AUFGABENSTELLUNG: Gib aus dem Beschluss des Verwaltungsgerichtshofs den Abschnitt wortgetreu wieder, der mit den Worten „2 Mit Bescheid“ einsetzt und nach den Worten „nicht zulässig sei.“ endet.

VORLIEGENDER TEXT:
VwGH Ra 2018/19/0578

VwGHRa 2018/19/057823.1.2019

Der Verwaltungsgerichtshof hat durch den Vorsitzenden Senatspräsident Dr. Zens und die Hofräte Mag. Stickler sowie Dr. Faber als Richter, unter Mitwirkung der Schriftführerin Mag.a Strasser, in der Revisionssache des A H J, vertreten durch Mag. Ulrike Veronik-Pongratz, Rechtsanwältin in 8552 Eibiswald, Eibiswald 3, gegen das Erkenntnis des Bundesverwaltungsgerichts vom 20. September 2018, Zl. W259 2159612-1/13E, betreffend Angelegenheiten nach dem AsylG 2005 und dem FPG (belangte Behörde vor dem Verwaltungsgericht: Bundesamt für Fremdenwesen und Asyl), den Beschluss gefasst:

Normen

AsylG 2005 §11;
AsylG 2005 §8 Abs1;
B-VG Art133 Abs4;
MRK Art3;
VwGG §28 Abs3;
VwGG §34 Abs1;

European Case Law Identifier: ECLI:AT:VWGH:2019:RA2018190578.L00

 

Spruch:

Die Revision wird zurückgewiesen.

Begründung

1 Der Revisionswerber ist ein Staatsangehöriger Afghanistans, schiitischer Moslem und gehört der Volksgruppe der Hazara an. Er stellte am 16. September 2015 einen Antrag auf internationalen Schutz. Als Begründung bracht er vor, er habe Afghanistan schon im Alter von zwei Jahren verlassen. Er sei in Pakistan aufgewachsen, wo Schiiten verfolgt würden. In Afghanistan sei es nicht sicher; bei einer Rückkehr habe er Angst vor Anschlägen.

2 Mit Bescheid vom 10. Mai 2017 wies das Bundesamt für Fremdenwesen und Asyl diesen Antrag zur Gänze ab, erteilte keinen Aufenthaltstitel aus berücksichtigungswürdigen Gründen, erließ eine Rückkehrentscheidung und stellte fest, dass die Abschiebung des Revisionswerbers nach Afghanistan zulässig sei. Die Frist für die freiwillige Ausreise betrage 14 Tage ab Rechtskraft der Rückkehrentscheidung.

3 Mit dem angefochtenen Erkenntnis wies das Bundesverwaltungsgericht die dagegen erhobene Beschwerde - nach Durchführung einer mündlichen Verhandlung - als unbegründet ab und sprach aus, dass die Revision gemäß Art. 133 Abs. 4 B-VG nicht zulässig sei.

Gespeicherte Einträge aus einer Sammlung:
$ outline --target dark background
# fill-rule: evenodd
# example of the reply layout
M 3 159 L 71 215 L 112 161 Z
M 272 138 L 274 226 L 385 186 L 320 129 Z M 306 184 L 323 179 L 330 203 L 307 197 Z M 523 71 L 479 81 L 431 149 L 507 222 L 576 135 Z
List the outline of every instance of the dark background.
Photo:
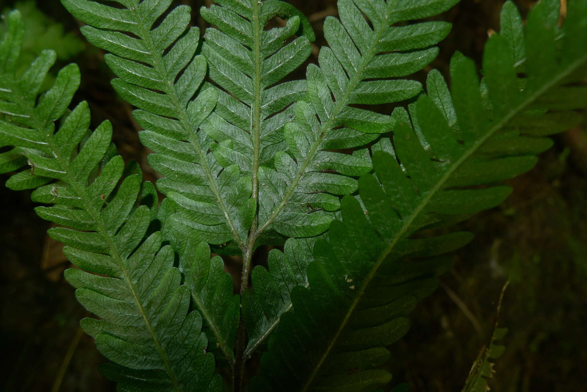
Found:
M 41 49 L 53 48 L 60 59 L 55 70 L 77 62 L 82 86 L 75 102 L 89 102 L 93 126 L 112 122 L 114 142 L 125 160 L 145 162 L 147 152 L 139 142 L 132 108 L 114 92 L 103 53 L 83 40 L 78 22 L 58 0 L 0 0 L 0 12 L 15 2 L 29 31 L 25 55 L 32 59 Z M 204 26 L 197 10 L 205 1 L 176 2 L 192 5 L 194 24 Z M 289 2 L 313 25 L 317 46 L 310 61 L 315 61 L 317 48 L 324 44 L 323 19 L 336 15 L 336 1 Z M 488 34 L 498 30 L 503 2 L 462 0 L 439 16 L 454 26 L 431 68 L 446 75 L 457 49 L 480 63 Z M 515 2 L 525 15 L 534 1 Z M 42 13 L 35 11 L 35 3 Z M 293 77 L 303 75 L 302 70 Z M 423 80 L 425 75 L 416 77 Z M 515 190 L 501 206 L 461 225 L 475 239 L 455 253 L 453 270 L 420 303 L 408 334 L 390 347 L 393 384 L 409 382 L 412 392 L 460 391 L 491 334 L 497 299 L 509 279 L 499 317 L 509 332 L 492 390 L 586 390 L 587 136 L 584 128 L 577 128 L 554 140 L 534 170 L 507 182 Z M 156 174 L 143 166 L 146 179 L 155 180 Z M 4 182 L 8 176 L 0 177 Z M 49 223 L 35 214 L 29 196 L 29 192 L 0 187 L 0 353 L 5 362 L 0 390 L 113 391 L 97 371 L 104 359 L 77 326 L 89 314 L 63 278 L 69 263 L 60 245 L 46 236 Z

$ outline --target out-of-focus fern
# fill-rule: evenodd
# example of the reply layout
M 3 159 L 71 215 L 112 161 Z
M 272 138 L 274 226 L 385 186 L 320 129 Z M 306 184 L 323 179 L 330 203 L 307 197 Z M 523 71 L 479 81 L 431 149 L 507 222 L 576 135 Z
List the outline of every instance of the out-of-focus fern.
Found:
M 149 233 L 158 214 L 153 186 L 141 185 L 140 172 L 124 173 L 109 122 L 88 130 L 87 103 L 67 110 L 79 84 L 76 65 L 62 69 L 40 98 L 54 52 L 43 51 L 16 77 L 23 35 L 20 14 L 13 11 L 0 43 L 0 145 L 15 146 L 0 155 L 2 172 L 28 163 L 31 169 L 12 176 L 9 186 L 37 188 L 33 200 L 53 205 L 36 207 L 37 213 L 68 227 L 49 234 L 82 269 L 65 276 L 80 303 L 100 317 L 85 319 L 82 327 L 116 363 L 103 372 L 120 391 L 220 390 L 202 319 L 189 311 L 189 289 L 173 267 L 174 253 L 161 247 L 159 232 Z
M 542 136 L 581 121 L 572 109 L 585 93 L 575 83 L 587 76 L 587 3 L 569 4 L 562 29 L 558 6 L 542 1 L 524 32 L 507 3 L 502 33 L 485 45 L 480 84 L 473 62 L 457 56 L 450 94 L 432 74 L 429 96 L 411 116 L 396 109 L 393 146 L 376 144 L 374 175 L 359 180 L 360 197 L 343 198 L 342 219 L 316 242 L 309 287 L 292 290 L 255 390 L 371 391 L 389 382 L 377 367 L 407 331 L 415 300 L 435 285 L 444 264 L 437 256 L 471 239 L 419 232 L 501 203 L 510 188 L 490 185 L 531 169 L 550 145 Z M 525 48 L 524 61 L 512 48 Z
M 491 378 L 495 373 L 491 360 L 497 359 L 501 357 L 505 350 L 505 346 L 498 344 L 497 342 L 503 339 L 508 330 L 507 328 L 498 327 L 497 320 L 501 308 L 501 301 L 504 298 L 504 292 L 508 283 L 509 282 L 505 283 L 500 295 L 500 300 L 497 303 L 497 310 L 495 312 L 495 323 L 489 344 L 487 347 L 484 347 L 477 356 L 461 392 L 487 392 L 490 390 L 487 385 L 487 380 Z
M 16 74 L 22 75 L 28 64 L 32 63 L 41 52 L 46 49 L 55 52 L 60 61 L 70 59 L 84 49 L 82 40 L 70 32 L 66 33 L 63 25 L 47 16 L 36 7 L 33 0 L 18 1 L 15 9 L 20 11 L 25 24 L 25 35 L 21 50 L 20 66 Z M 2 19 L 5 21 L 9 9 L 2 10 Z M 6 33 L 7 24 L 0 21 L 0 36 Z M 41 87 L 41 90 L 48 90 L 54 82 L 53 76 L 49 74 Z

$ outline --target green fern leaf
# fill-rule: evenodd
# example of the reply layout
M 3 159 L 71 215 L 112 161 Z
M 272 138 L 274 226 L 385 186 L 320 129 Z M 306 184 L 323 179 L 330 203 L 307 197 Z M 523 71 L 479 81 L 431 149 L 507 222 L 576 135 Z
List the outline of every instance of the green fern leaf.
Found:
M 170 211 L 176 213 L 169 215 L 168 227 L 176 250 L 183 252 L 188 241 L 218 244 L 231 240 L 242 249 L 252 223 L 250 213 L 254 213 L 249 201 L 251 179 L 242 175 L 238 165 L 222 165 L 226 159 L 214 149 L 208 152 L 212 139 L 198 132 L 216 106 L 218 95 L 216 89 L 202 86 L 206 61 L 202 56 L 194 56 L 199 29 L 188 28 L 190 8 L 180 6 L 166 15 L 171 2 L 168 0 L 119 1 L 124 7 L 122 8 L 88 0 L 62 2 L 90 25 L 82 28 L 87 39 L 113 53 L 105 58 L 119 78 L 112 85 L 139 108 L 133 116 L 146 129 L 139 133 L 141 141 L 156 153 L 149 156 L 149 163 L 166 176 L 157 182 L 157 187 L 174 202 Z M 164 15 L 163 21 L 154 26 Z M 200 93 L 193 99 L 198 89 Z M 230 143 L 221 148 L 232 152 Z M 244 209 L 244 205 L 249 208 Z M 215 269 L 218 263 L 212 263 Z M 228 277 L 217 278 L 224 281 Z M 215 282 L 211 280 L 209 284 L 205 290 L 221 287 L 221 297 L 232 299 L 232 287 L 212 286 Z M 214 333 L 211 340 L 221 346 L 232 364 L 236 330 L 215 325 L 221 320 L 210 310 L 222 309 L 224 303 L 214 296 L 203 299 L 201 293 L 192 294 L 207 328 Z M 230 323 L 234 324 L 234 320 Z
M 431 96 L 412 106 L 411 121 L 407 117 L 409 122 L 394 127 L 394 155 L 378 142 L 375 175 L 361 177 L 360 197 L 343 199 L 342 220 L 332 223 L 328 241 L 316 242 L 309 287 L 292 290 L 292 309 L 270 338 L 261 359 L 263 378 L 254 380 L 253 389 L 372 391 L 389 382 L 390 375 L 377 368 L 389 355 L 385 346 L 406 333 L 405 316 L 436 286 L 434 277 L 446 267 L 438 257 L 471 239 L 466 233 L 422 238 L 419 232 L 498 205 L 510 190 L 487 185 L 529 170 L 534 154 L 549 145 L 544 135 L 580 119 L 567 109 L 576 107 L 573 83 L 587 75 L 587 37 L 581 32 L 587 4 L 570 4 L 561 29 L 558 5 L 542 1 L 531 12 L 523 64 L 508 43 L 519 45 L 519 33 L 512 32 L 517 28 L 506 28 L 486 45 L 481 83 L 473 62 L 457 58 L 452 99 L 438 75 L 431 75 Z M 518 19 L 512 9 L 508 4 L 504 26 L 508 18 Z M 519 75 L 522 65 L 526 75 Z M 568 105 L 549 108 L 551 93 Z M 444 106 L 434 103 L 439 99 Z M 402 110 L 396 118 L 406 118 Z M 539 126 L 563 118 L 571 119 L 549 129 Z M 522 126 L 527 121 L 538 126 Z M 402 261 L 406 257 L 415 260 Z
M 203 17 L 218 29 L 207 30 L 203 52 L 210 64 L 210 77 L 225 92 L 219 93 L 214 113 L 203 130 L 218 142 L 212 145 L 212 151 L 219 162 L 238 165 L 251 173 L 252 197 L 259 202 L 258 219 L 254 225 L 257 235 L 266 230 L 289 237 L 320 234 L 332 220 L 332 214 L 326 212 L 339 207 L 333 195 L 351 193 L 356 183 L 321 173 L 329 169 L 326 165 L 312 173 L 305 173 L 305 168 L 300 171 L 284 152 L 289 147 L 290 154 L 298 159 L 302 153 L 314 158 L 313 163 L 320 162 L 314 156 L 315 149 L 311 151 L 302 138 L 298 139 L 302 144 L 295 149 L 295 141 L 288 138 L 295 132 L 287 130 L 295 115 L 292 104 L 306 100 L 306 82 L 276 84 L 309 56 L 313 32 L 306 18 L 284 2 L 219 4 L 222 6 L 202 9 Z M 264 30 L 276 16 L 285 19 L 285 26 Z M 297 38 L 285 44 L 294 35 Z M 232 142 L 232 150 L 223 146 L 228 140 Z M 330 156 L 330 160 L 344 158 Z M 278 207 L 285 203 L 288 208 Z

VOLLSTÄNDIGE ANTWORT:
2 Mit Bescheid vom 10. Mai 2017 wies das Bundesamt für Fremdenwesen und Asyl diesen Antrag zur Gänze ab, erteilte keinen Aufenthaltstitel aus berücksichtigungswürdigen Gründen, erließ eine Rückkehrentscheidung und stellte fest, dass die Abschiebung des Revisionswerbers nach Afghanistan zulässig sei. Die Frist für die freiwillige Ausreise betrage 14 Tage ab Rechtskraft der Rückkehrentscheidung.

3 Mit dem angefochtenen Erkenntnis wies das Bundesverwaltungsgericht die dagegen erhobene Beschwerde - nach Durchführung einer mündlichen Verhandlung - als unbegründet ab und sprach aus, dass die Revision gemäß Art. 133 Abs. 4 B-VG nicht zulässig sei.